Brief: Report every line in the entries below that contains the word "building", matching case exactly.

Material supplied:
--------
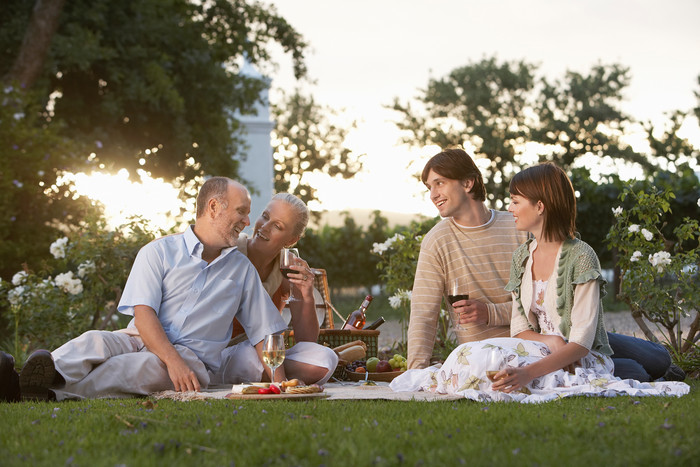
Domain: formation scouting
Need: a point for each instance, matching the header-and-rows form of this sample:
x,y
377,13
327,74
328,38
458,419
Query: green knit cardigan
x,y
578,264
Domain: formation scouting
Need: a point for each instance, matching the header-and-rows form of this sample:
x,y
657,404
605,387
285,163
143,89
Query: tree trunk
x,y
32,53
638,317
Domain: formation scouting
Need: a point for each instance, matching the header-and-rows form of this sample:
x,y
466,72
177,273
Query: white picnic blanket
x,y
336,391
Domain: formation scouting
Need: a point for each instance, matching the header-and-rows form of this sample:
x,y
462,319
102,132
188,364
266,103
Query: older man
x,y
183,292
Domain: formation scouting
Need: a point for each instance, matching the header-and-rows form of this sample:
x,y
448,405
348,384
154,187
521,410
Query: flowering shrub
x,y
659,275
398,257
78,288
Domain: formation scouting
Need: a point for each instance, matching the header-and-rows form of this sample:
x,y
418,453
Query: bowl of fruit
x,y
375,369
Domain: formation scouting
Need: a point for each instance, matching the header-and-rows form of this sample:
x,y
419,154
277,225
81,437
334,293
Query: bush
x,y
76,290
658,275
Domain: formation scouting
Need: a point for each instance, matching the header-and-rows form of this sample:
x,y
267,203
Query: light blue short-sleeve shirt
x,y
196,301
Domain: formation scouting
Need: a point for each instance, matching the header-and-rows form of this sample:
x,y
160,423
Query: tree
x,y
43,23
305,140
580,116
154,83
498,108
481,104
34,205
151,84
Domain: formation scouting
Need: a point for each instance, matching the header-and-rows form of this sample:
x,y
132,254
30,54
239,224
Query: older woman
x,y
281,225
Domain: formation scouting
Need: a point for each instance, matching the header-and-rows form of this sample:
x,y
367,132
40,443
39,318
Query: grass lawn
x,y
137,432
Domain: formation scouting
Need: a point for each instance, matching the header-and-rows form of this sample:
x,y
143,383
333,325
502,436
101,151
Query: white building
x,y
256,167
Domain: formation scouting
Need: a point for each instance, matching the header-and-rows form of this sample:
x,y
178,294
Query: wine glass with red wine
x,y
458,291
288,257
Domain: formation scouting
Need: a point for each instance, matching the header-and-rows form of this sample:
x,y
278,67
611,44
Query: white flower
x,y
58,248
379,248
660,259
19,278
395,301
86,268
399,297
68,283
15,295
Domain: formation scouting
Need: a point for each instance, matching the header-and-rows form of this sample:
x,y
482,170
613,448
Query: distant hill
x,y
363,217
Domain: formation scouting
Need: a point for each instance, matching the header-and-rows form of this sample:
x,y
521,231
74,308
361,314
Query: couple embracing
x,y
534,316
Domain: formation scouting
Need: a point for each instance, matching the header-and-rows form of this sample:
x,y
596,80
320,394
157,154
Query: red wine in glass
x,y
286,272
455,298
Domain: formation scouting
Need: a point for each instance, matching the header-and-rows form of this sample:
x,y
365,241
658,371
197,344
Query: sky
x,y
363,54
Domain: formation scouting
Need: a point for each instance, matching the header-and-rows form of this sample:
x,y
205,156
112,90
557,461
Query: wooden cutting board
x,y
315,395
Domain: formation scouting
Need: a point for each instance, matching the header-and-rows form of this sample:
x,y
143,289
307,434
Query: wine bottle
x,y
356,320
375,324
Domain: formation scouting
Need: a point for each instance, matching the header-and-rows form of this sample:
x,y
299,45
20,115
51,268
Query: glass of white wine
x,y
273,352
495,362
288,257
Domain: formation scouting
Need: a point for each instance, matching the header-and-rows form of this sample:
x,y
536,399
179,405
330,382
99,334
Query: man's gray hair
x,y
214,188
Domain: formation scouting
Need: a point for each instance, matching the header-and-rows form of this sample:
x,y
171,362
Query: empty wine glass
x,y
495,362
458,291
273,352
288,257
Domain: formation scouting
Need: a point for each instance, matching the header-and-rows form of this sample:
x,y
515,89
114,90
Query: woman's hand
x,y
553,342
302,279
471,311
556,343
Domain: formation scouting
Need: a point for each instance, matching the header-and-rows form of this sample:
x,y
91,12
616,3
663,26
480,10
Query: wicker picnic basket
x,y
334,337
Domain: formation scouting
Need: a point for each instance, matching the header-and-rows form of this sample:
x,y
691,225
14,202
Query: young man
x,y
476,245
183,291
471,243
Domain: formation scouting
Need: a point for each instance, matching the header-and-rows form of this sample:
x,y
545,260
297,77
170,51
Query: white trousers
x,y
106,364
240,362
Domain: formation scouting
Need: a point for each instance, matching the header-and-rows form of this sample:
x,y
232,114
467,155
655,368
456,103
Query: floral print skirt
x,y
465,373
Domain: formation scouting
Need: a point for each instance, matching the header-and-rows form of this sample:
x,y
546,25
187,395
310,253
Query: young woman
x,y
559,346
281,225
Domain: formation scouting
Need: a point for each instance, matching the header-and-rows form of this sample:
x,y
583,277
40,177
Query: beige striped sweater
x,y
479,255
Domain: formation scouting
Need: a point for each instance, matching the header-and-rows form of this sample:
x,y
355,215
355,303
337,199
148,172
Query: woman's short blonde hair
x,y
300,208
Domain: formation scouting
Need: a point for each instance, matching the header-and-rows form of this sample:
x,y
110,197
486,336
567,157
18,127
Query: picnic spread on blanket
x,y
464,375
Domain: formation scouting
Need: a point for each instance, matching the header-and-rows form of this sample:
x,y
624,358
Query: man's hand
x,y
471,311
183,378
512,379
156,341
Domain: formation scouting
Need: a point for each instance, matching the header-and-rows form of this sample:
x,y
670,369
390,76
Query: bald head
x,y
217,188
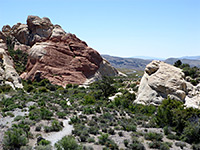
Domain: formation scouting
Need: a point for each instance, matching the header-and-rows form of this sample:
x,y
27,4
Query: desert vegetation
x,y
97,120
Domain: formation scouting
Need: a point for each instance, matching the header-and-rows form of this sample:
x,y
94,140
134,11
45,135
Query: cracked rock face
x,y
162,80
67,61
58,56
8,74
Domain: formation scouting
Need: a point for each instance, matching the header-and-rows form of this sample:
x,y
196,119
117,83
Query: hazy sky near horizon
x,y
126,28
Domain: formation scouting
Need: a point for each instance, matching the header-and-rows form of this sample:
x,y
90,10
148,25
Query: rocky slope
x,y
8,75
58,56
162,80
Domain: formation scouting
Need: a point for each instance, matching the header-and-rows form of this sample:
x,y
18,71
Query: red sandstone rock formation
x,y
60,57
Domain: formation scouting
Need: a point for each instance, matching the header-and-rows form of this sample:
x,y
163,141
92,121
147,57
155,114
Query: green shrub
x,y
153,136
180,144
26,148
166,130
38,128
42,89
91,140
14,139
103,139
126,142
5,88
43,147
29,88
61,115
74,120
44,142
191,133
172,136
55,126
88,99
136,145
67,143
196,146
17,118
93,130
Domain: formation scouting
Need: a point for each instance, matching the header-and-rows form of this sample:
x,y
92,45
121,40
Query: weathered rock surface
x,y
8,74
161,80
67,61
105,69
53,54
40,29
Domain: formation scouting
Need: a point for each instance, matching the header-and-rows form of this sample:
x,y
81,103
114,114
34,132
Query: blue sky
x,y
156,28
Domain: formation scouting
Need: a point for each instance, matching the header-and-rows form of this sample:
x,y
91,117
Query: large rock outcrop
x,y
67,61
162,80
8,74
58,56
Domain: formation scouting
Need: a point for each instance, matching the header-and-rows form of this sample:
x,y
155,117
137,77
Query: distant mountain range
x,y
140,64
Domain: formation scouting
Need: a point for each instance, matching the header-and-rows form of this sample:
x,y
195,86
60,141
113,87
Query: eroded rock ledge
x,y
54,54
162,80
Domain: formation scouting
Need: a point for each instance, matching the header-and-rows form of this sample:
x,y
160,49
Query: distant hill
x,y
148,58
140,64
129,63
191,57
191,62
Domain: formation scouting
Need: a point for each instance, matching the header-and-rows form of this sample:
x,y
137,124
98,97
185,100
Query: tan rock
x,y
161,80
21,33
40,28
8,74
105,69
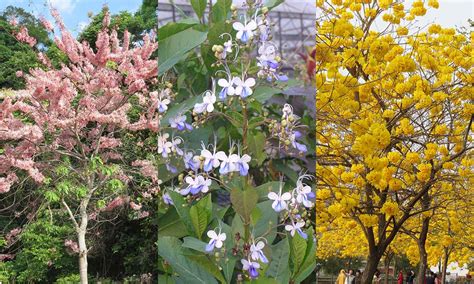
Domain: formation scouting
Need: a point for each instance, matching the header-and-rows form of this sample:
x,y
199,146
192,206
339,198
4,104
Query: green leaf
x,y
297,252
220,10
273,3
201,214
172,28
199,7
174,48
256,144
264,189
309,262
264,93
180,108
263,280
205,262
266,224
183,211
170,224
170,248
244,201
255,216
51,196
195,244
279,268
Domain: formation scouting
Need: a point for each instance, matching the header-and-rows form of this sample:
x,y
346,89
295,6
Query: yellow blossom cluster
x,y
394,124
--------
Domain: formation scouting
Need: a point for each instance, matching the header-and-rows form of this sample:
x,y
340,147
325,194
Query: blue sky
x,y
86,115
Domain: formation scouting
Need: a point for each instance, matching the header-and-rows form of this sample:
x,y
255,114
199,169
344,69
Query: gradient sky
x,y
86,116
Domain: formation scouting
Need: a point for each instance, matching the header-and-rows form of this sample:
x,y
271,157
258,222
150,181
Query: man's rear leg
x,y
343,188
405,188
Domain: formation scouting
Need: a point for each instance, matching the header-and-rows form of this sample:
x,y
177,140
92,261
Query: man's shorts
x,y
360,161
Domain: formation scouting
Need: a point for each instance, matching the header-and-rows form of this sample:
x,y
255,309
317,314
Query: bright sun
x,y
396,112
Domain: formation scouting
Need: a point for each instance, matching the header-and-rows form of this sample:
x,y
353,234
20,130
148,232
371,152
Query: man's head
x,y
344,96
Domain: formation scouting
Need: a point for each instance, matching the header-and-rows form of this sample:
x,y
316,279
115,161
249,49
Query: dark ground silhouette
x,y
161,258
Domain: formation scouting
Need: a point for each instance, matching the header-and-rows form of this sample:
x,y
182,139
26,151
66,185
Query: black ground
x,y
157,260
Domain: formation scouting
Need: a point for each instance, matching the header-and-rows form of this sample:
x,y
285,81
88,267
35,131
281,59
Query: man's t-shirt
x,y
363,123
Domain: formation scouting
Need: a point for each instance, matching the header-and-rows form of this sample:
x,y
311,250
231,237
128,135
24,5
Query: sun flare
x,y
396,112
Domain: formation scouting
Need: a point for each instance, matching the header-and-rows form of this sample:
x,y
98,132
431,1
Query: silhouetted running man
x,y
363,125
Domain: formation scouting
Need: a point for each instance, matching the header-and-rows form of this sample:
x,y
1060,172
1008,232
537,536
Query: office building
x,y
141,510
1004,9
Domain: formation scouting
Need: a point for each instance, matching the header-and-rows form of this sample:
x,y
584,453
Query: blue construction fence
--------
Finished exercise:
Query: white building
Query: office building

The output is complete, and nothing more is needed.